Work required -
Extend the passage on Formula 1 onboard cameras, beginning right after its final sentence.

Early on, onboard camera signals had to be beamed up to a helicopter and then relayed to the broadcast center. Then, FOM came up with the idea of placing land-based receivers around the venue to relay the signals. There are typically eight such sites dotted around each Grand Prix circuit. This advancement in technology allowed for the transmission of video from inside tunnels like those in Monaco, something that wasn’t possible with helicopters.

The onboard cameras’ housing has to be aerodynamically shaped. Typically, there are five such housings situated at strategic points around the vehicle. One such point has been made mandatory – the one behind the driver’s head on top of the airbox – by Formula 1 racing. This camera has since evolved into one that can face backward and forward. In conjunction with FOM, race tracks have designated the other four camera positions to be: on either side of the front of the car; in front of the front axle; on either side of the engine covering; and on top of the hood, just ahead of the windshield.

Input data -
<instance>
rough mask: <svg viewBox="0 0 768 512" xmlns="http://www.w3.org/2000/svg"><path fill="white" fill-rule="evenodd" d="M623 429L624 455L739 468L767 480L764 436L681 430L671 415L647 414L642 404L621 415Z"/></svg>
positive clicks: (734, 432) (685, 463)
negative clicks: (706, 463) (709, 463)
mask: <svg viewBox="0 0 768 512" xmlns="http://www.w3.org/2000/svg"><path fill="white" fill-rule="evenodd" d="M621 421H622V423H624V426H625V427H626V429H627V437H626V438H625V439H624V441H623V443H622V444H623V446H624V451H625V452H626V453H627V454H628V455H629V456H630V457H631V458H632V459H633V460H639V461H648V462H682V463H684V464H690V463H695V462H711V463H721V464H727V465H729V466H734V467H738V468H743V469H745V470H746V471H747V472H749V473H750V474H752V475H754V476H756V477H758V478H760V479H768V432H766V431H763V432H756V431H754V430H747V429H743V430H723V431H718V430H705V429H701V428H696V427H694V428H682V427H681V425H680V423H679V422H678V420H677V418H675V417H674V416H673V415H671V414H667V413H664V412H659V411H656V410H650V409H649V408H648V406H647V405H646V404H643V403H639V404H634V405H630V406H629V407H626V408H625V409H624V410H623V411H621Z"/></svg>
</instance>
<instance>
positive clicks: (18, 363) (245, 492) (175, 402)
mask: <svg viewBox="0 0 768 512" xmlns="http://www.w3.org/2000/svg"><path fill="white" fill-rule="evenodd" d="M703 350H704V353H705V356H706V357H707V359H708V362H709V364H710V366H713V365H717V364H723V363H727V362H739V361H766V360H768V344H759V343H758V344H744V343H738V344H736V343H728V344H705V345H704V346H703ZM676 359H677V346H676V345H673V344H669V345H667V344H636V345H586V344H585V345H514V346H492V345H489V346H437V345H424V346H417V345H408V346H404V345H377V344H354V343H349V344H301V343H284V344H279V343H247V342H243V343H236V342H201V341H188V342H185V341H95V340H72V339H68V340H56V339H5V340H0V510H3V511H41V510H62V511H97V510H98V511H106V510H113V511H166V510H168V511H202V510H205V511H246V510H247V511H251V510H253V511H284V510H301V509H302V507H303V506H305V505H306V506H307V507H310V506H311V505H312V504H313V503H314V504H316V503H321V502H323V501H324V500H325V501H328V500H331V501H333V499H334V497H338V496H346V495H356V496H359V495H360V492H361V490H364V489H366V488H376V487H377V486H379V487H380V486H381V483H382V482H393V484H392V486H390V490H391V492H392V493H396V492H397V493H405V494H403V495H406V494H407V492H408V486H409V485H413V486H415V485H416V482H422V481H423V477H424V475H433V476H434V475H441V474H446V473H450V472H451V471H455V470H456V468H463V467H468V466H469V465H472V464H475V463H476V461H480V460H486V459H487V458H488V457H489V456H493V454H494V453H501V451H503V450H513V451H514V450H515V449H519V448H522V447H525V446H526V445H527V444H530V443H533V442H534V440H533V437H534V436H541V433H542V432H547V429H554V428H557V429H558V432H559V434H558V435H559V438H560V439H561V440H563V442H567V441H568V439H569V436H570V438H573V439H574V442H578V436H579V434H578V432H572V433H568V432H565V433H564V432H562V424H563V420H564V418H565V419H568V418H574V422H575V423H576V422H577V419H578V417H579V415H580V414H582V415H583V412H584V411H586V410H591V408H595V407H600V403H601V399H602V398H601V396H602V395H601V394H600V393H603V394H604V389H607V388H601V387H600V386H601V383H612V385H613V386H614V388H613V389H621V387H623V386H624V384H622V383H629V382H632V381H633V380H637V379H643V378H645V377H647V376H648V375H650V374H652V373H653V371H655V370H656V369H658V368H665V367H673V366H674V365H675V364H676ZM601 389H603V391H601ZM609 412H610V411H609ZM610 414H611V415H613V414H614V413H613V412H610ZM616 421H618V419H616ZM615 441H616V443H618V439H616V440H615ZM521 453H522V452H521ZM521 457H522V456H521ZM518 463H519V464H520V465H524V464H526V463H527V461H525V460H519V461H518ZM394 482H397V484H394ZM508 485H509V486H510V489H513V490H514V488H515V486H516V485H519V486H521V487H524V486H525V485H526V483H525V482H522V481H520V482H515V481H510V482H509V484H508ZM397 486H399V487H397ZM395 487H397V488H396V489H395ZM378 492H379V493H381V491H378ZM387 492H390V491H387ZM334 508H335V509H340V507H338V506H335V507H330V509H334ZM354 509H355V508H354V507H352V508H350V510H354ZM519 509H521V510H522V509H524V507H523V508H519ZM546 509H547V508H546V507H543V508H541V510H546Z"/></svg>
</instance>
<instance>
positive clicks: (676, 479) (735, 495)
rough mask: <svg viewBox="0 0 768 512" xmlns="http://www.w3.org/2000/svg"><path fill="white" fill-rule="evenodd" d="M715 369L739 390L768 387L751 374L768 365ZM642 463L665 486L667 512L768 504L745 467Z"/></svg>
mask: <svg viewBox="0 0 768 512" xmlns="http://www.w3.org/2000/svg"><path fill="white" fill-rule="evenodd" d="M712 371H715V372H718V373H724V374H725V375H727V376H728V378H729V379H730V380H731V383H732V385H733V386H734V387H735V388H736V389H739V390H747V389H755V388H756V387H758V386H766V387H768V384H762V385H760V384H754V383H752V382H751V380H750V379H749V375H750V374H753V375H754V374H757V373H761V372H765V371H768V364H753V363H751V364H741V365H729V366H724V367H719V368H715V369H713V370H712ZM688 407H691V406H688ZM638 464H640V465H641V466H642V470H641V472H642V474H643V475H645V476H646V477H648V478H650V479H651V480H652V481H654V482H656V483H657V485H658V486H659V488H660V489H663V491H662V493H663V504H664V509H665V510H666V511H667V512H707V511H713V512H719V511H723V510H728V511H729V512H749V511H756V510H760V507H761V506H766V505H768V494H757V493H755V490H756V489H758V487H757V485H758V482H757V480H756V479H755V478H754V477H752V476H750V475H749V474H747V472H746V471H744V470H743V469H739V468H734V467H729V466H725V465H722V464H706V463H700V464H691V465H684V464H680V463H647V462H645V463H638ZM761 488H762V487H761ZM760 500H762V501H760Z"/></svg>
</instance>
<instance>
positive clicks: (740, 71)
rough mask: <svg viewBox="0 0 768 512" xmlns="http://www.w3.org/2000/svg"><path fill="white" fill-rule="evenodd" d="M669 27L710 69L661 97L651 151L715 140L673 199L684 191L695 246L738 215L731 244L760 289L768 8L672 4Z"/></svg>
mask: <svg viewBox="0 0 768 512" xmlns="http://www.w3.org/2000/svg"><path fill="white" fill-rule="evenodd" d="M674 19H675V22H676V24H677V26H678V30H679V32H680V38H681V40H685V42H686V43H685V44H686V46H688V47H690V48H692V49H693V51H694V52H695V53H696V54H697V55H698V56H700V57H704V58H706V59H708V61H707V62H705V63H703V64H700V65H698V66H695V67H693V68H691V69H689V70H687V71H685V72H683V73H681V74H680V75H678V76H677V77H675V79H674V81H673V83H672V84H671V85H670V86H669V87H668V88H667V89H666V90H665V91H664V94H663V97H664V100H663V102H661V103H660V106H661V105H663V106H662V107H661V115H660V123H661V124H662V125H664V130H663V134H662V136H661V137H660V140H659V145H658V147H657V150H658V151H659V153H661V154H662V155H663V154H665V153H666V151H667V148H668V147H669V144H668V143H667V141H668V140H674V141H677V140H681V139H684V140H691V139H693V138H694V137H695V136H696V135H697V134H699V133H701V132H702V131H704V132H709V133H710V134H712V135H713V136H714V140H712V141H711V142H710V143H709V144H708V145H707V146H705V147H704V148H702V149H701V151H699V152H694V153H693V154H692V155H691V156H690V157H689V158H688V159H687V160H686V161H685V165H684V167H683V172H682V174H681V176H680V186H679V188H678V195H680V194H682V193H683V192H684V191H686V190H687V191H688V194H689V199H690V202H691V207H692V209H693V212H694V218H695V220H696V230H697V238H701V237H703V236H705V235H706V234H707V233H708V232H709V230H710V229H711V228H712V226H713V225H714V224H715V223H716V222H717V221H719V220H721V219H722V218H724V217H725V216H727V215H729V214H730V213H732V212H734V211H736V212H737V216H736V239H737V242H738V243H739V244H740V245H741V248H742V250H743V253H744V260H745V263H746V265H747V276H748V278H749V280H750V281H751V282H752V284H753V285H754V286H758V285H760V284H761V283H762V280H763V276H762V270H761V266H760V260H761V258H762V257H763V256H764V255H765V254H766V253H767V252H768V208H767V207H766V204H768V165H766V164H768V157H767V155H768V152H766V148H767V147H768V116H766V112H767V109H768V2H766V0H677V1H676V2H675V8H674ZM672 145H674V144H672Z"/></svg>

Response to this exercise -
Any cameras located on the rear of the vehicle must be attached to the forward end of teardrop-shaped, aerodynamic housing. This is done because the tapered shape of the rear end is not conducive to accommodate the camera housing.

So, the next time you watch a Formula 1 race car picking its way through a crowded field of competitors, or speeding down a straightaway, or engaged in heavy braking manoeuvre in a hairpin turn, all from ground-level, know that it was all made possible by the ingenuity of the onboard camera.